(Entries taken from a collection)

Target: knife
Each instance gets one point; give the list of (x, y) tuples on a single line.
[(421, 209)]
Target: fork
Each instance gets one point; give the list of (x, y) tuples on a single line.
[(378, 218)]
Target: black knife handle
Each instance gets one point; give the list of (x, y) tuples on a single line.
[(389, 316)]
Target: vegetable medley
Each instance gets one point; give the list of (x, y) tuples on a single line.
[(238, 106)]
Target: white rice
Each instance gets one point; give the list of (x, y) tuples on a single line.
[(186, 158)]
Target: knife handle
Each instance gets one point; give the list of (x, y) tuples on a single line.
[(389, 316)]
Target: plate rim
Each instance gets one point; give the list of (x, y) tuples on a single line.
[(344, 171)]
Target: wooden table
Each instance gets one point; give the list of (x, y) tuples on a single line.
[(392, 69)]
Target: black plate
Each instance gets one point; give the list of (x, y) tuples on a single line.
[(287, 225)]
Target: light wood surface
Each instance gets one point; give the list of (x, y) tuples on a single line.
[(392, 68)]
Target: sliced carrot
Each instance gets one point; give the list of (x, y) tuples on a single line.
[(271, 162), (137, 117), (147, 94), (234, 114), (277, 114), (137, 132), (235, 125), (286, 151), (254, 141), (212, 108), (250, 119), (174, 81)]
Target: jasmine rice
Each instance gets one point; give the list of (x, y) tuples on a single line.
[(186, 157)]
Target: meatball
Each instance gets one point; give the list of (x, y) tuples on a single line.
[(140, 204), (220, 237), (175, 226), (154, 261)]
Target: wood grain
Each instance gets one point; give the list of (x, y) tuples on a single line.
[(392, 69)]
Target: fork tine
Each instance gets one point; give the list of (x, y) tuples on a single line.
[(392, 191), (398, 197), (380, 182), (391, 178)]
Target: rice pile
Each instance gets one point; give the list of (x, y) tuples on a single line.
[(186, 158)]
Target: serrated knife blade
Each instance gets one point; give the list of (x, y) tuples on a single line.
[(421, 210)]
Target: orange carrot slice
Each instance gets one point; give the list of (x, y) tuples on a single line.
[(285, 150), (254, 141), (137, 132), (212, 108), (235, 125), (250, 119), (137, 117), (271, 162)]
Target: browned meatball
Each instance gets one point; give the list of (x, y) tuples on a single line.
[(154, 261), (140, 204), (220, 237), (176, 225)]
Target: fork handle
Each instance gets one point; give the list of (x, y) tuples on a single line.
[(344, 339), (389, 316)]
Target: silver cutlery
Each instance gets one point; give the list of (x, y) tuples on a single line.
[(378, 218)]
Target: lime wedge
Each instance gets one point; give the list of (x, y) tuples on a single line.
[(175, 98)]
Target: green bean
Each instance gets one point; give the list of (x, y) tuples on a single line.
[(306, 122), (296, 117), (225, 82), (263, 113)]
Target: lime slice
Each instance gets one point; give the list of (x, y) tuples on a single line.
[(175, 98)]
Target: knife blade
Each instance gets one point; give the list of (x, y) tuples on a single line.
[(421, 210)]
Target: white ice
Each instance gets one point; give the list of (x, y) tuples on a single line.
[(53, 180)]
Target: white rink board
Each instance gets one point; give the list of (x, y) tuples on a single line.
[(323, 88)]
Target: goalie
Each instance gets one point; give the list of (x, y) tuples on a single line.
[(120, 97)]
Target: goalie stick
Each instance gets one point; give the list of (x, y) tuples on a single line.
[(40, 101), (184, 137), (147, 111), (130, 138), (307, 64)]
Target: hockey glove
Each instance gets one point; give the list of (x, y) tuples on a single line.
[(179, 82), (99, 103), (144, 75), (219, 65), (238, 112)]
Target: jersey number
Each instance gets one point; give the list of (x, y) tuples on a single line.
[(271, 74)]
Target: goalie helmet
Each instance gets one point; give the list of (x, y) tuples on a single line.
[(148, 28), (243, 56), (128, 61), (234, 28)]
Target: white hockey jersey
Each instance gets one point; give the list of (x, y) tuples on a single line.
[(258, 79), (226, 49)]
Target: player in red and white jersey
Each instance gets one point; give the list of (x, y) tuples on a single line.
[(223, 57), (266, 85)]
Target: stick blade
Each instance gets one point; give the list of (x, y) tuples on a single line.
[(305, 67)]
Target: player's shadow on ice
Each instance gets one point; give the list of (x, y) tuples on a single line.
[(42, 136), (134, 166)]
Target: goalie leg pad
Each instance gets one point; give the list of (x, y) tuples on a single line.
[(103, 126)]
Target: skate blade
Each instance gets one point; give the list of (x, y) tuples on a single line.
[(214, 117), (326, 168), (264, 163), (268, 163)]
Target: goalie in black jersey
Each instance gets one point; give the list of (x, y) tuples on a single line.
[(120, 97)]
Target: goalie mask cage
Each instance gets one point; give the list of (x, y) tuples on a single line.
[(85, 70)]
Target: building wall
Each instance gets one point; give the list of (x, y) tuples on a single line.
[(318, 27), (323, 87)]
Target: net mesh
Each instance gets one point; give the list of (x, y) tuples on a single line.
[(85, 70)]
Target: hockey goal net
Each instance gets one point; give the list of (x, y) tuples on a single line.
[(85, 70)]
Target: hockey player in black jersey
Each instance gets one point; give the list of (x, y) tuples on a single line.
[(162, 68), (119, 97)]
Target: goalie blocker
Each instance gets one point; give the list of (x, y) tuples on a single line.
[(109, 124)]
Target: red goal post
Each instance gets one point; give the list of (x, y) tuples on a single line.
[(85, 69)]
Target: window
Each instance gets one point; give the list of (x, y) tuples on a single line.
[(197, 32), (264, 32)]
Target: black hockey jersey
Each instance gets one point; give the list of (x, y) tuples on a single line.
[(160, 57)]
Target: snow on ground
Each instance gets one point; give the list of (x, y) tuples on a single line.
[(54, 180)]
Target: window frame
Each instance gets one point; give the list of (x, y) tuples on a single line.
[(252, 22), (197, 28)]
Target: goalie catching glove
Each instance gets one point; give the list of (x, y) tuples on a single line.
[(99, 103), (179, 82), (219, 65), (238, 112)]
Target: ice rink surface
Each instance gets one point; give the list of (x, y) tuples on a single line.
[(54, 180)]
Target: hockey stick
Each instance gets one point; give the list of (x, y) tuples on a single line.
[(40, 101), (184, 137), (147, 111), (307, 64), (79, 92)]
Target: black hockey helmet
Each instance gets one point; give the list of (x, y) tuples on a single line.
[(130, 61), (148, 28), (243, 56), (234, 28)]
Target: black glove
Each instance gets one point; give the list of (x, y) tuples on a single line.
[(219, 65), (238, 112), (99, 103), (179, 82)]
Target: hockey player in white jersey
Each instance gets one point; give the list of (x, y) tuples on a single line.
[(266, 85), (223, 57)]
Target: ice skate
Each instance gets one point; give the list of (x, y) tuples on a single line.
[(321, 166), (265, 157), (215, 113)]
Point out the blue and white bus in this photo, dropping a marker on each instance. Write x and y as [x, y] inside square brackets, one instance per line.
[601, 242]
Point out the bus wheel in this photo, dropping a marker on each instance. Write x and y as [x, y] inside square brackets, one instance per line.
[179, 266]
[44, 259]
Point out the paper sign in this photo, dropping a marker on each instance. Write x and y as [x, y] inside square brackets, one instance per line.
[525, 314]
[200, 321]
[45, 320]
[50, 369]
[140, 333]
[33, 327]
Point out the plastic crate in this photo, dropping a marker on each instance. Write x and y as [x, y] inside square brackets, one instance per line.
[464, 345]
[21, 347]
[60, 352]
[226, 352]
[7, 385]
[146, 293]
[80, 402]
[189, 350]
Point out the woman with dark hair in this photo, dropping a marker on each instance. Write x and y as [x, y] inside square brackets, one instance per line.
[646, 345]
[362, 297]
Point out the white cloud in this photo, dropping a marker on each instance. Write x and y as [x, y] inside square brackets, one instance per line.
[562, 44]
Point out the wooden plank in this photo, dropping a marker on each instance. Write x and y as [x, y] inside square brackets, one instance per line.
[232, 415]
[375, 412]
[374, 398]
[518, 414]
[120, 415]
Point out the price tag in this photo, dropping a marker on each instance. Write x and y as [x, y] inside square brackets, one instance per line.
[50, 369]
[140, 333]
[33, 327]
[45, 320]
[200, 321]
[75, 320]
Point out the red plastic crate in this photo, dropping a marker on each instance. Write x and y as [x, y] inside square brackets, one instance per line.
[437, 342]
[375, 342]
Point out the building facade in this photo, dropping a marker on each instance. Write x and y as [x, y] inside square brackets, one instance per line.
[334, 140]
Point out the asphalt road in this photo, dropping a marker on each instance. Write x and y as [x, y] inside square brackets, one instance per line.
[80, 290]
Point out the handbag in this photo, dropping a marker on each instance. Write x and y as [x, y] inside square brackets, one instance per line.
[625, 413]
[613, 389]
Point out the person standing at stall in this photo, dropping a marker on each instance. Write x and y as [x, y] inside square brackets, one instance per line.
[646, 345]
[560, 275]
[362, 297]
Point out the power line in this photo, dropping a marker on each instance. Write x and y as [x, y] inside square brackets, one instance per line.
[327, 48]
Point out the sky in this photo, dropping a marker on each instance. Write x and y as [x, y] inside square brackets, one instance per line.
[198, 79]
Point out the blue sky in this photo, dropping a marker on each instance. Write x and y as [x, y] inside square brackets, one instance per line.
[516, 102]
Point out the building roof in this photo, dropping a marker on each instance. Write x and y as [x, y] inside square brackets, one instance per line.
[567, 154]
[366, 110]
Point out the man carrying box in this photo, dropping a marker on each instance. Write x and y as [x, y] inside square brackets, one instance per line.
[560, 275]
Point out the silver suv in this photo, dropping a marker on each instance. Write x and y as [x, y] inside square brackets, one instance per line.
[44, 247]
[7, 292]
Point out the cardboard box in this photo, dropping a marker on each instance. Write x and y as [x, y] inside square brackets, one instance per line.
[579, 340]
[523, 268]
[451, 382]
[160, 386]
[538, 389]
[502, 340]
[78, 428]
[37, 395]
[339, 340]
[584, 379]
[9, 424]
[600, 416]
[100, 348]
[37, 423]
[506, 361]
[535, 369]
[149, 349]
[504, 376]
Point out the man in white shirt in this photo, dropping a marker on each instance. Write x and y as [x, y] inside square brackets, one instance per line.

EXERCISE AIM: Copy word for word the stretch of entries above from the line that has "Target: sliced carrot" through the line that has "Target: meatball", both ends included, and nothing outside it.

EXPECTED ANSWER:
Target: sliced carrot
Each instance gets one point; give the list of (x, y) tuples on a single line.
[(271, 162), (137, 117), (147, 94), (234, 114), (277, 114), (137, 132), (235, 125), (286, 151), (254, 141), (212, 108), (250, 119), (174, 81)]
Target: jasmine rice
Each instance gets one point; give the list of (x, y) tuples on a single line.
[(186, 157)]
Target: meatball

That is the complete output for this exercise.